» **EXERCISE**
Copy word for word the passage of the Pig loader thread that opens with the words containing "Re: Checking for" and closes with "inputFormat)".

» **DOCUMENT**
|---|

You are viewing a plain text version of this content. The canonical link for it is here.
Posted to user@pig.apache.org by Br...@McAfee.com on 2011/07/26 20:12:29 UTC

Checking for '\n' and EOF in input

Hello,

I have a custom loader function to read in a parsed schema from some log files, but it seems there is a problem with some of the log files and I need to detect if the end of a line in the log does not end with '\n' or is EOF when loading from the file.  I'm currently running Pig 0.8.0 with Hadoop 0.20.2, and I'm using the RecordReader class in my loader function to read in from a text file in the following way:

RecordReader in = null;

public Tuple getNext() throws IOException {
               try {
                              boolean notDone = in.nextKeyValue();
                              if (!notDone) {
                                             return null;
                              }
                              Text tval = (Text)in.getCurrentValue();
                              String val = tval.toString();

However, there's no way using this method to check for '\n' or EOF in the String val, so I'm not sure if it's possible to use another type of Record Reader or some other method to check for these values.  Any suggestions on how to do this in a custom Pig loader function?

Re: Checking for '\n' and EOF in input

Posted by Dmitriy Ryaboy <dv...@gmail.com>.
It sounds like you need to write your own recordReader (and associated
inputFormat)

D

On Tue, Jul 26, 2011 at 11:12 AM, <Br...@mcafee.com> wrote:

> Hello,
>
> I have a custom loader function to read in a parsed schema from some log
> files, but it seems there is a problem with some of the log files and I need
> to detect if the end of a line in the log does not end with '\n' or is EOF
> when loading from the file.  I'm currently running Pig 0.8.0 with Hadoop
> 0.20.2, and I'm using the RecordReader class in my loader function to read
> in from a text file in the following way:
>
> RecordReader in = null;
>
> public Tuple getNext() throws IOException {
>               try {
>                              boolean notDone = in.nextKeyValue();
>                              if (!notDone) {
>                                             return null;
>                              }
>                              Text tval = (Text)in.getCurrentValue();
>                              String val = tval.toString();
>
> However, there's no way using this method to check for '\n' or EOF in the
> String val, so I'm not sure if it's possible to use another type of Record
> Reader or some other method to check for these values.  Any suggestions on
> how to do this in a custom Pig loader function?
>

|---|

» **STORED DATA**
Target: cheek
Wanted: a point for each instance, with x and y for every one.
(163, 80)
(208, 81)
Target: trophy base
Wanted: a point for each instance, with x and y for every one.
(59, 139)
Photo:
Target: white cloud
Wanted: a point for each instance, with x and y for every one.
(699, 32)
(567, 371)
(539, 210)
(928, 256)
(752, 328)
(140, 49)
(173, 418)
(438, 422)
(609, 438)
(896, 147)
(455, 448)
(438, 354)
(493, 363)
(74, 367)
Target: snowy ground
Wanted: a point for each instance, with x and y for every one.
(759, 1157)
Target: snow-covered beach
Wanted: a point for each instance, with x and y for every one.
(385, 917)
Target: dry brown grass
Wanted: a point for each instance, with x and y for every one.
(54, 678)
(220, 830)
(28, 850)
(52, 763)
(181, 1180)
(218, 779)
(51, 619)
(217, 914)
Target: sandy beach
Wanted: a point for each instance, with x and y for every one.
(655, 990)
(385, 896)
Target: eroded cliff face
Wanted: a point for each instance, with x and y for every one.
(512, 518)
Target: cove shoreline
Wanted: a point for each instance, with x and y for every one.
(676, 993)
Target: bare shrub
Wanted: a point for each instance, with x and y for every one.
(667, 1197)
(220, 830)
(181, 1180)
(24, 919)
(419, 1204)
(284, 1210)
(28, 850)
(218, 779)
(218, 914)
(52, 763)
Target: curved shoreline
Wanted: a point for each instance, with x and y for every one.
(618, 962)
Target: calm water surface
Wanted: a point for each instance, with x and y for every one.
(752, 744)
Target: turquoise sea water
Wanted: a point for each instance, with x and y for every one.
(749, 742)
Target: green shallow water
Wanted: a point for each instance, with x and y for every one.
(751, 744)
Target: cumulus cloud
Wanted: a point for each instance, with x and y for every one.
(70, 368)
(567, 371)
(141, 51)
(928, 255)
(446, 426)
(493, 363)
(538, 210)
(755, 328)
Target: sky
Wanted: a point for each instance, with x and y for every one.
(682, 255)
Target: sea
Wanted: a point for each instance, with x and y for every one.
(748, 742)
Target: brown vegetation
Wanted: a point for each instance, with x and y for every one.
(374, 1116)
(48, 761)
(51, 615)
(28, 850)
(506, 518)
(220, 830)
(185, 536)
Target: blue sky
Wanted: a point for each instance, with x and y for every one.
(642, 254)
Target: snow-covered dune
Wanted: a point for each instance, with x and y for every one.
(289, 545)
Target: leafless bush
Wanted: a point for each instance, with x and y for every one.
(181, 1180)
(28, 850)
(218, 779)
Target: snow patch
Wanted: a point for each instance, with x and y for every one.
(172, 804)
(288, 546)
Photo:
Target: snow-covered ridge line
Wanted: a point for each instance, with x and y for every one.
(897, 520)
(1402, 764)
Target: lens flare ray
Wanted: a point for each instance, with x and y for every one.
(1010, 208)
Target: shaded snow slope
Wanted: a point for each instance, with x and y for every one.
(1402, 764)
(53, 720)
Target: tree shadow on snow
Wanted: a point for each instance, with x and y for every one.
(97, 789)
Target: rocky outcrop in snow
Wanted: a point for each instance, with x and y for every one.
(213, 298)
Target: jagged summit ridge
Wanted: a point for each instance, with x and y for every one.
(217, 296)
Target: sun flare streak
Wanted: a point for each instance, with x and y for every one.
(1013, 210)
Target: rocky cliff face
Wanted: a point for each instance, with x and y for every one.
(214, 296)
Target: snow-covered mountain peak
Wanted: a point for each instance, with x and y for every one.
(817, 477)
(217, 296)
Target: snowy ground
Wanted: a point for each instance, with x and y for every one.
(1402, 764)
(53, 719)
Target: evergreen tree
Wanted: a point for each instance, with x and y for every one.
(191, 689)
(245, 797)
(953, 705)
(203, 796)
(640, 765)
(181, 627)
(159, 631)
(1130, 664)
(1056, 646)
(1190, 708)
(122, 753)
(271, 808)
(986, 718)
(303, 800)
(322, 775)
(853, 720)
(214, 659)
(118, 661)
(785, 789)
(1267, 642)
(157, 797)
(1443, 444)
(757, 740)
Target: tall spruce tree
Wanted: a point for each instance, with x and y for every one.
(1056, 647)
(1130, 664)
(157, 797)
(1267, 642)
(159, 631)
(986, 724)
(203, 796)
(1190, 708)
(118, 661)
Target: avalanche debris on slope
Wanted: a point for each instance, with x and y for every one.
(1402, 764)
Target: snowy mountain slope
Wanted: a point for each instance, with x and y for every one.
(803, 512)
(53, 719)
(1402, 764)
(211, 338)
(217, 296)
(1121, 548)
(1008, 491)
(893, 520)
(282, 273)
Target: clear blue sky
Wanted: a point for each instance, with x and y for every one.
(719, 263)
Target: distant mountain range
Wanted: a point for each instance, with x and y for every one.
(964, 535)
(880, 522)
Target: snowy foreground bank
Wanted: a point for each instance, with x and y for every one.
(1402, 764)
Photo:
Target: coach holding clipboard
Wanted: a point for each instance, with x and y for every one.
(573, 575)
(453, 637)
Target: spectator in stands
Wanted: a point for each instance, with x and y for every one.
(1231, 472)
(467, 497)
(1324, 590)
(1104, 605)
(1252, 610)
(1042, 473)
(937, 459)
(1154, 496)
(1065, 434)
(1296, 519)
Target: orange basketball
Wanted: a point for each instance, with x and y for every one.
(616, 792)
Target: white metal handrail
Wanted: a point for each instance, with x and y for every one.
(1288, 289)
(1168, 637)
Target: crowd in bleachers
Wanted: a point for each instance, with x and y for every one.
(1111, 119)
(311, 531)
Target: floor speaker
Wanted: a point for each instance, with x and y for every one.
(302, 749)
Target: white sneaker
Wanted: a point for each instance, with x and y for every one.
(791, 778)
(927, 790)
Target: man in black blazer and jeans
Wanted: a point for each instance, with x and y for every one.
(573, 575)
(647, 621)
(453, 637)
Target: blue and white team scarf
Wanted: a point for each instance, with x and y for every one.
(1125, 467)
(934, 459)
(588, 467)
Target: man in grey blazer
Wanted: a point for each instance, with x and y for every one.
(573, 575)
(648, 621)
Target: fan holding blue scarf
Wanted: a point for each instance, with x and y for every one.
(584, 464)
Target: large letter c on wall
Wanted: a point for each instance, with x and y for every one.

|---|

» **WORKED SOLUTION**
Re: Checking for '\n' and EOF in input

Posted by Dmitriy Ryaboy <dv...@gmail.com>.
It sounds like you need to write your own recordReader (and associated
inputFormat)